» WHAT TO WORK ON: Write out every one of the lines below precisely, character for character, but omit the pictures from your answer.

## BEGIN RECORD EXCERPTS

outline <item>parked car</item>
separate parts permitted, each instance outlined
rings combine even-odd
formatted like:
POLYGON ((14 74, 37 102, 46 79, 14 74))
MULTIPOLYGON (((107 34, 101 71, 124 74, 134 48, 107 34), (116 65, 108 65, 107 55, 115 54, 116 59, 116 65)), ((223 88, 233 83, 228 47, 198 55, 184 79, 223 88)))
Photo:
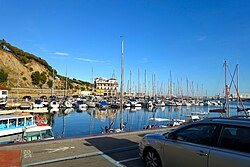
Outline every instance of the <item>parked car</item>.
POLYGON ((23 96, 23 100, 31 100, 31 96, 23 96))
POLYGON ((47 97, 47 96, 45 96, 45 95, 43 95, 43 96, 41 96, 41 97, 40 97, 40 99, 44 99, 44 100, 46 100, 46 99, 48 99, 48 97, 47 97))
POLYGON ((139 143, 146 166, 245 167, 250 164, 250 119, 209 118, 139 143))

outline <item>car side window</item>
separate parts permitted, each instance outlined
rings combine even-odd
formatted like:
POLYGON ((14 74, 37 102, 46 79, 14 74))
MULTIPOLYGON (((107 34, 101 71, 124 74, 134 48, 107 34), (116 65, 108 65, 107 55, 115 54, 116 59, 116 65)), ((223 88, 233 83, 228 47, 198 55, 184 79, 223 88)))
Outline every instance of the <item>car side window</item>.
POLYGON ((215 129, 216 125, 213 124, 192 125, 179 130, 175 138, 178 141, 211 146, 215 129))
POLYGON ((221 132, 219 147, 250 153, 250 128, 225 126, 221 132))

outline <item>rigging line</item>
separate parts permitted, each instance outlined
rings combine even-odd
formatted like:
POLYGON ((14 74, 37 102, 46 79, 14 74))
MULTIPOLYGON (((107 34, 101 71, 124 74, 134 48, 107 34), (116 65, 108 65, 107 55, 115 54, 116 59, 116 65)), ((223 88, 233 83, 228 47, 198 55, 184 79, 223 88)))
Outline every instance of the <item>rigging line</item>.
POLYGON ((231 89, 231 86, 232 86, 233 79, 234 79, 234 76, 235 76, 235 73, 236 73, 237 68, 238 68, 238 64, 236 65, 236 67, 235 67, 235 69, 234 69, 234 74, 233 74, 233 77, 232 77, 232 80, 231 80, 230 86, 229 86, 230 89, 231 89))
MULTIPOLYGON (((229 69, 228 65, 227 65, 227 69, 228 69, 228 72, 229 72, 229 74, 230 74, 230 76, 231 76, 231 78, 232 78, 232 73, 231 73, 231 71, 230 71, 230 69, 229 69)), ((234 82, 234 79, 233 79, 233 78, 232 78, 232 82, 233 82, 233 84, 234 84, 234 88, 235 88, 235 90, 236 90, 237 96, 238 96, 238 98, 239 98, 239 100, 240 100, 241 107, 243 108, 244 113, 245 113, 245 114, 246 114, 246 116, 247 116, 247 111, 246 111, 245 106, 244 106, 244 104, 243 104, 243 102, 242 102, 242 99, 241 99, 241 97, 240 97, 240 94, 239 94, 238 88, 237 88, 237 86, 236 86, 236 84, 235 84, 235 82, 234 82)))

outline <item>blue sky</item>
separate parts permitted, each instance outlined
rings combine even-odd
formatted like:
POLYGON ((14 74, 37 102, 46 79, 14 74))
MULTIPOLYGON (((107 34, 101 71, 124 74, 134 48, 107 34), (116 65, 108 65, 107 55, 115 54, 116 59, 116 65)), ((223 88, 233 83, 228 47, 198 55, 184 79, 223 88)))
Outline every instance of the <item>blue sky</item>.
MULTIPOLYGON (((239 64, 240 93, 250 93, 248 0, 1 0, 0 38, 45 59, 59 74, 120 82, 124 36, 125 87, 144 84, 144 71, 160 87, 221 94, 223 63, 239 64), (178 84, 179 82, 179 84, 178 84), (190 90, 190 87, 189 87, 190 90)), ((228 79, 228 83, 230 79, 228 79)), ((189 92, 190 94, 190 92, 189 92)))

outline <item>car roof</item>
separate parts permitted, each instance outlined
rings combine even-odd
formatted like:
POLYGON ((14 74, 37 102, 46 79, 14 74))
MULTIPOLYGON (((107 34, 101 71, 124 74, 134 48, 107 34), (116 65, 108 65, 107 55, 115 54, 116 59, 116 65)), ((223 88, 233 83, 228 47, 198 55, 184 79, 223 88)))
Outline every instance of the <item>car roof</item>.
POLYGON ((250 127, 250 117, 217 117, 217 118, 206 118, 200 122, 204 123, 219 123, 219 124, 230 124, 230 125, 241 125, 250 127))

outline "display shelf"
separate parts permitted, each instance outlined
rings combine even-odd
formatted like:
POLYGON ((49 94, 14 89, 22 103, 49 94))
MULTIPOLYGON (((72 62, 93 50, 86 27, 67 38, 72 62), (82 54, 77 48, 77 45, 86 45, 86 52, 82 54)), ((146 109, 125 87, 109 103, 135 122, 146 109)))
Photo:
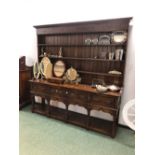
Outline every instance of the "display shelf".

## END RECORD EXCERPTS

» OUTPUT FOR THIS EXERCISE:
outline <item>parked car</item>
separate parts permitted, each instance outlined
rings combine even-odd
formatted like:
POLYGON ((14 74, 37 102, 46 79, 14 74))
MULTIPOLYGON (((107 34, 101 71, 124 74, 134 48, 107 34), (116 65, 108 65, 107 55, 115 54, 116 59, 116 65)), ((223 88, 233 83, 228 47, 198 55, 184 79, 223 88)))
Photo:
Outline every instance of the <item>parked car</item>.
POLYGON ((23 96, 23 100, 31 100, 31 96, 23 96))
POLYGON ((47 97, 47 96, 45 96, 45 95, 43 95, 43 96, 41 96, 41 97, 40 97, 40 99, 44 99, 44 100, 46 100, 46 99, 48 99, 48 97, 47 97))
POLYGON ((139 143, 146 166, 245 167, 250 164, 250 119, 209 118, 139 143))

outline <item>car side window</item>
separate parts permitted, each instance outlined
rings combine even-odd
formatted like:
POLYGON ((14 74, 37 102, 46 79, 14 74))
MULTIPOLYGON (((107 34, 101 71, 124 74, 134 48, 107 34), (116 65, 108 65, 107 55, 115 54, 116 59, 116 65)), ((223 88, 233 83, 228 47, 198 55, 184 79, 223 88)))
Outline every instance of the <item>car side window</item>.
POLYGON ((215 129, 216 125, 213 124, 192 125, 179 130, 175 138, 178 141, 211 146, 215 129))
POLYGON ((221 132, 219 147, 250 153, 250 128, 225 126, 221 132))

outline <item>rigging line</item>
separate parts permitted, each instance outlined
rings combine even-odd
formatted like:
POLYGON ((14 74, 37 102, 46 79, 14 74))
MULTIPOLYGON (((107 34, 101 71, 124 74, 134 48, 107 34), (116 65, 108 65, 107 55, 115 54, 116 59, 116 65)), ((223 88, 233 83, 228 47, 198 55, 184 79, 223 88)))
Outline every instance of the <item>rigging line</item>.
POLYGON ((231 89, 231 86, 232 86, 233 79, 234 79, 234 76, 235 76, 235 73, 236 73, 237 68, 238 68, 238 64, 236 65, 236 67, 235 67, 235 69, 234 69, 234 74, 233 74, 233 77, 232 77, 232 80, 231 80, 230 86, 229 86, 230 89, 231 89))
MULTIPOLYGON (((229 69, 228 65, 227 65, 227 69, 228 69, 228 72, 229 72, 229 74, 230 74, 230 76, 231 76, 231 78, 232 78, 232 73, 231 73, 231 71, 230 71, 230 69, 229 69)), ((234 82, 234 79, 233 79, 233 78, 232 78, 232 82, 233 82, 233 84, 234 84, 234 88, 235 88, 235 90, 236 90, 237 96, 238 96, 238 98, 239 98, 239 100, 240 100, 241 107, 243 108, 244 113, 245 113, 245 114, 246 114, 246 116, 247 116, 247 111, 246 111, 245 106, 244 106, 244 104, 243 104, 243 102, 242 102, 242 99, 241 99, 241 97, 240 97, 240 94, 239 94, 238 88, 237 88, 237 86, 236 86, 236 84, 235 84, 235 82, 234 82)))

outline <item>blue sky</item>
separate parts permitted, each instance outlined
rings combine even-odd
formatted like:
POLYGON ((14 74, 37 102, 46 79, 14 74))
MULTIPOLYGON (((107 34, 101 71, 124 74, 134 48, 107 34), (116 65, 108 65, 107 55, 115 54, 116 59, 116 65)), ((223 88, 233 83, 228 47, 198 55, 184 79, 223 88)))
Outline every instance of the <item>blue sky</item>.
MULTIPOLYGON (((239 64, 240 93, 250 93, 248 0, 1 0, 0 38, 45 59, 59 74, 120 82, 124 36, 125 87, 144 84, 144 71, 160 87, 221 94, 223 63, 239 64), (178 84, 179 82, 179 84, 178 84), (190 90, 190 87, 189 87, 190 90)), ((228 79, 228 83, 230 79, 228 79)), ((189 92, 190 94, 190 92, 189 92)))

outline <item>car roof</item>
separate parts permitted, each instance outlined
rings combine even-odd
formatted like:
POLYGON ((14 74, 37 102, 46 79, 14 74))
MULTIPOLYGON (((107 34, 101 71, 124 74, 134 48, 107 34), (116 65, 108 65, 107 55, 115 54, 116 59, 116 65)), ((223 88, 233 83, 228 47, 198 55, 184 79, 223 88)))
Outline every instance of the <item>car roof</item>.
POLYGON ((250 127, 250 117, 217 117, 217 118, 206 118, 200 122, 204 123, 219 123, 219 124, 230 124, 230 125, 241 125, 250 127))

outline "display shelf"
separate parts permitted, each instance outlined
rings combine even-odd
formatted like:
POLYGON ((49 94, 14 89, 22 103, 49 94))
MULTIPOLYGON (((72 62, 93 50, 86 27, 67 38, 72 62), (82 54, 77 48, 77 45, 86 45, 86 52, 82 54)), ((146 109, 125 87, 109 103, 135 122, 146 109)))
Photo:
Outline every instance of the "display shelf".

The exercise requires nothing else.